[RECORDS SUPPLIED Boundary: Start]

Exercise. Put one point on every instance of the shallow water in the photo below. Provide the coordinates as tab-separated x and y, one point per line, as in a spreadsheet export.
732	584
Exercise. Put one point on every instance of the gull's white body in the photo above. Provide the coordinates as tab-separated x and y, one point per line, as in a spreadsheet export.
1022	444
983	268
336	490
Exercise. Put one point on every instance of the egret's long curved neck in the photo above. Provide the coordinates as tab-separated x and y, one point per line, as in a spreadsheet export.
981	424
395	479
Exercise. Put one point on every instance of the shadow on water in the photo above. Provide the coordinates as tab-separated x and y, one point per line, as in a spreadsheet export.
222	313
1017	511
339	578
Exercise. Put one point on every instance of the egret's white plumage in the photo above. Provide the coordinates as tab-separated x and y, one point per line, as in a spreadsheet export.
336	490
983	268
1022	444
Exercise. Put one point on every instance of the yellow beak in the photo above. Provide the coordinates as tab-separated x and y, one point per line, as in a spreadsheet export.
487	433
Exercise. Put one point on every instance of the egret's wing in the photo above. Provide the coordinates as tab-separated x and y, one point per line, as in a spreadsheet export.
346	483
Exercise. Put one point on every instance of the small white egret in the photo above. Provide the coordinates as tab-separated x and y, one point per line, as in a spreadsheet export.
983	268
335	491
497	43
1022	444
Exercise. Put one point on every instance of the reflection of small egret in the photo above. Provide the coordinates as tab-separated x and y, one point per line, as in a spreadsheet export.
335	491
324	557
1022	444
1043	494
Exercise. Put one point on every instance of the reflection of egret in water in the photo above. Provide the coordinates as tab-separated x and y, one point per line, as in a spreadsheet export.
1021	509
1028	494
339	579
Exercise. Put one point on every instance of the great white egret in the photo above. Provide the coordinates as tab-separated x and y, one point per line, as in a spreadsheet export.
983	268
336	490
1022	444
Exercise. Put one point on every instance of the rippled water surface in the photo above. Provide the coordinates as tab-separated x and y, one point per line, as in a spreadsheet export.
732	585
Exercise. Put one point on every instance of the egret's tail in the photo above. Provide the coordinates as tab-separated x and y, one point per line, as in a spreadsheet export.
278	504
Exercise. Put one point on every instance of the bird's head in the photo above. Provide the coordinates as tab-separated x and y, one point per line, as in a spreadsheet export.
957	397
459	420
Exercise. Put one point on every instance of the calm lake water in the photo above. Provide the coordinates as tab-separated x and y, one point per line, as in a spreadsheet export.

[RECORDS SUPPLIED Boundary: End]

THE PROBLEM »
All lines from the one containing "Exercise. Put one point on every instance of the great" down to the final line above are to be restated word for word; leave out the rest.

TASK OUTPUT »
Exercise. Put one point on every instance of the great white egret in the photo above. Provide the coordinates as tab-separated x and y, one point per line, as in a spreadsheet export.
983	268
336	490
1022	444
Exercise. Put one point on every instance of the rippled water surface in the photo above. Provide the coordinates as tab-separated x and y, one point per line, as in a spreadsheet export.
732	585
Exercise. Put one point on every instance of the egret's tail in the photo above. Provide the coordinates as tab-separated x and y, one point per line, as in a spreadsheet export.
278	504
Exercise. Put one point on every instance of the bird's head in the photo above. Provide the coordinates as tab-separated x and y, one point per line, as in a spreadsheet export.
957	397
459	420
Exercise. Put one point on every instance of the calm lake water in the photo above. Provide the coordinates as tab-separated x and y, one point per line, as in a spreadsheet export.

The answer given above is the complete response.